*Trecho selecionado*

####################

18.fev.2015 - Manifestantes seguram faixa onde se lê "Homenagem ao promotor Nisman. Marcha do silêncio" durante protesto para homenagear Alberto Nisman, em Buenos Aires - Enrique Marcarian/Reuters
18.fev.2015 - Manifestantes seguram faixa onde se lê "Homenagem ao promotor Nisman. Marcha do silêncio" durante protesto para homenagear Alberto Nisman, em Buenos Aires Imagem: Enrique Marcarian/Reuters

Marcia Carmo

Do Clarín, em Buenos Aires

27/02/2015 06h01

O cientista político e doutor em filosofía Marcos Novaro acredita que a Argentina terá um ano eleitoral mais complicado do que era esperado até dezembro próximo, mês da posse do sucessor da presidente Cristina Kirchner.

Para Novaro, o país vive “um antes e um depois” do chamado caso do promotor Nisman, que ocorreu em janeiro passado.

Segundo ele, o protesto que reuniu milhares de pessoas no dia 18 de fevereiro, no protesto que marcou um mês da morte do promotor Alberto Nisman, revelou a insatisfação da sociedade com o kirchnerismo (ou cristianismo, em alusão à presidente ).

Mas o governo continua aprovando todos os seus projetos no Congresso Nacional. Por que? "A disciplina peronista é à prova de bala, e neste caso, literalmente", diz.

Nesta entrevista ao Clarín em Português, o analista falou sobre a herança do atual governo e muito mais.

Clarín em Português: A morte do promotor Nisman acabou revelando uma trama que envolve os serviços de inteligência, apesar de a Argentina já ter completado mais de vinte anos do retorno da democracia (1983). Por que?

####################

*Dados fornecidos*

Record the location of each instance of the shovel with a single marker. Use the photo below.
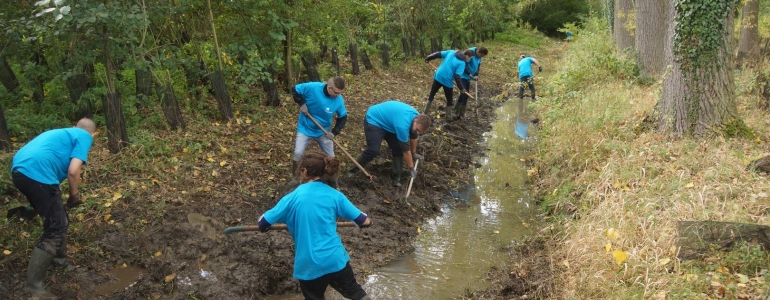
(340, 146)
(235, 229)
(25, 212)
(409, 190)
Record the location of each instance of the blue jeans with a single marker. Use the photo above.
(327, 145)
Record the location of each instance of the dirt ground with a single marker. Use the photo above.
(173, 251)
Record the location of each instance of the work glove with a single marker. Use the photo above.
(74, 201)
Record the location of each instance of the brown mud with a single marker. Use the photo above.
(149, 227)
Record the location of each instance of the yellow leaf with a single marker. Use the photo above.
(620, 256)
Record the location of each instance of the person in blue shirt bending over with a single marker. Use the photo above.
(310, 213)
(322, 101)
(473, 69)
(37, 170)
(453, 65)
(399, 124)
(525, 75)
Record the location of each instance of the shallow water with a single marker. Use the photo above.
(454, 251)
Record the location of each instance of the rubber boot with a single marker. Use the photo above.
(398, 166)
(38, 264)
(60, 260)
(427, 107)
(355, 169)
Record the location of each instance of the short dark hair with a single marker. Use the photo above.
(338, 82)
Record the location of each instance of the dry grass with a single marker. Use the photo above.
(611, 175)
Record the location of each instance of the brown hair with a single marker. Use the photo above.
(337, 82)
(318, 164)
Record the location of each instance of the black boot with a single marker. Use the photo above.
(398, 166)
(361, 161)
(427, 107)
(38, 264)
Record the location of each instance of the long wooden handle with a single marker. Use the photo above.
(340, 146)
(235, 229)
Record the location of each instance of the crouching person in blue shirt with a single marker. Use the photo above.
(310, 213)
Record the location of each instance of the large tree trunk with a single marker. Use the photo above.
(748, 43)
(651, 36)
(699, 99)
(623, 37)
(7, 77)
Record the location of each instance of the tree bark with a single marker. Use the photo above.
(7, 77)
(748, 43)
(623, 37)
(353, 49)
(701, 100)
(651, 37)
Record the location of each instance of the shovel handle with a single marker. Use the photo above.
(340, 146)
(235, 229)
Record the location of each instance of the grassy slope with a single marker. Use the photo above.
(597, 165)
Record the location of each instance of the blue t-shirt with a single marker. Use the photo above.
(321, 107)
(473, 65)
(450, 65)
(310, 213)
(525, 67)
(393, 116)
(46, 158)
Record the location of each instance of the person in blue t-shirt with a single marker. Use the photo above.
(322, 101)
(473, 68)
(399, 124)
(525, 75)
(453, 65)
(37, 170)
(310, 213)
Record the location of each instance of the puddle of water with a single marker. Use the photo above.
(454, 251)
(120, 278)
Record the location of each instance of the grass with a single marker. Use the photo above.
(599, 171)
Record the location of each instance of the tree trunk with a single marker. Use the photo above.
(270, 90)
(365, 60)
(748, 43)
(7, 77)
(5, 140)
(353, 49)
(623, 38)
(701, 99)
(385, 55)
(308, 60)
(170, 106)
(223, 98)
(651, 37)
(77, 85)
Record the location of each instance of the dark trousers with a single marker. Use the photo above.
(374, 136)
(447, 92)
(343, 281)
(527, 80)
(46, 200)
(463, 99)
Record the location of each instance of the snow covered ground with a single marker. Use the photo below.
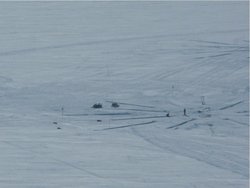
(153, 58)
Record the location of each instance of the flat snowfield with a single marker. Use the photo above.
(146, 63)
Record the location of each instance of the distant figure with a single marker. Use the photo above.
(115, 105)
(185, 112)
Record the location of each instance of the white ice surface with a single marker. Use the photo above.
(165, 55)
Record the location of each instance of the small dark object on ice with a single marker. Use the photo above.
(97, 105)
(115, 105)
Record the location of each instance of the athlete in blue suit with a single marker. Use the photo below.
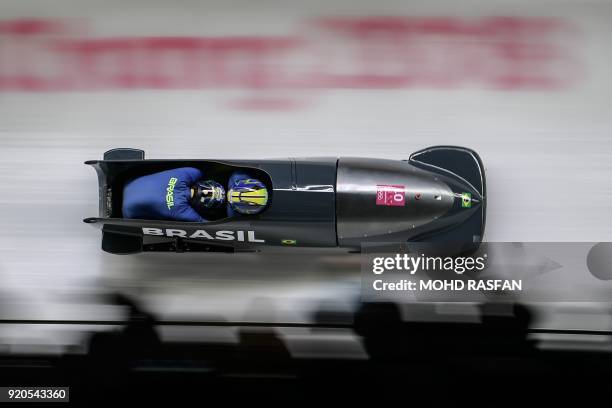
(183, 195)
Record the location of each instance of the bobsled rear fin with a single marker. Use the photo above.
(124, 153)
(461, 161)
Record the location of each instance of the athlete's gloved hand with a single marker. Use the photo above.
(162, 196)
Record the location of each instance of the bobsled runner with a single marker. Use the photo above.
(437, 195)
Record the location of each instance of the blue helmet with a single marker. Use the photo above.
(248, 196)
(207, 195)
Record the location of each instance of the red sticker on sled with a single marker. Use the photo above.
(390, 195)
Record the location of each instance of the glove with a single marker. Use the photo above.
(162, 196)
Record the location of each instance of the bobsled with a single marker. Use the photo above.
(438, 194)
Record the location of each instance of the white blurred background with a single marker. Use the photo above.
(524, 83)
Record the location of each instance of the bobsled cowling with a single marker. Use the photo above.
(438, 194)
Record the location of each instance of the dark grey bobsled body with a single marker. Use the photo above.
(437, 195)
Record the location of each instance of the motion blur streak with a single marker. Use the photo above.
(524, 84)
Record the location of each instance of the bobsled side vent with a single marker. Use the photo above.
(462, 162)
(124, 153)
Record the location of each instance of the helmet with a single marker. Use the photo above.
(207, 195)
(248, 196)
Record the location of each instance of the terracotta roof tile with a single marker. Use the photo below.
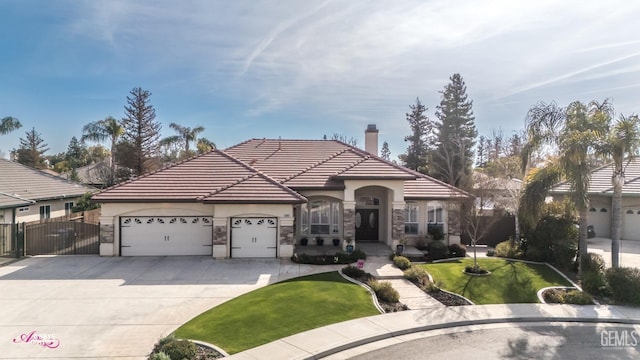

####################

*Exercícios propostos*
[1] Diga se cada afirmação concorda com o trecho selecionado, respondendo sim ou não e citando as palavras exatas que decidem: (a) Marcos Novaro é doutor em filosofia. (b) O protesto de 18 de fevereiro reuniu centenas de pessoas. (c) O governo deixou de aprovar seus projetos no Congresso.
[2] Transcreva do trecho selecionado a passagem que vai de "Marcia Carmo" até "à presidente ).".
[3] Segundo o trecho selecionado, em que mês toma posse o sucessor da presidente Cristina Kirchner?
O material acima é independente do trecho selecionado.

*Respostas completas*
[1]
(a) Sim: "doutor em filosofía".
(b) Não: "reuniu milhares de pessoas".
(c) Não: "o governo continua aprovando todos os seus projetos no Congresso Nacional".

[2]
Marcia Carmo

Do Clarín, em Buenos Aires

27/02/2015 06h01

O cientista político e doutor em filosofía Marcos Novaro acredita que a Argentina terá um ano eleitoral mais complicado do que era esperado até dezembro próximo, mês da posse do sucessor da presidente Cristina Kirchner.

Para Novaro, o país vive “um antes e um depois” do chamado caso do promotor Nisman, que ocorreu em janeiro passado.

Segundo ele, o protesto que reuniu milhares de pessoas no dia 18 de fevereiro, no protesto que marcou um mês da morte do promotor Alberto Nisman, revelou a insatisfação da sociedade com o kirchnerismo (ou cristianismo, em alusão à presidente ).

[3] Em dezembro.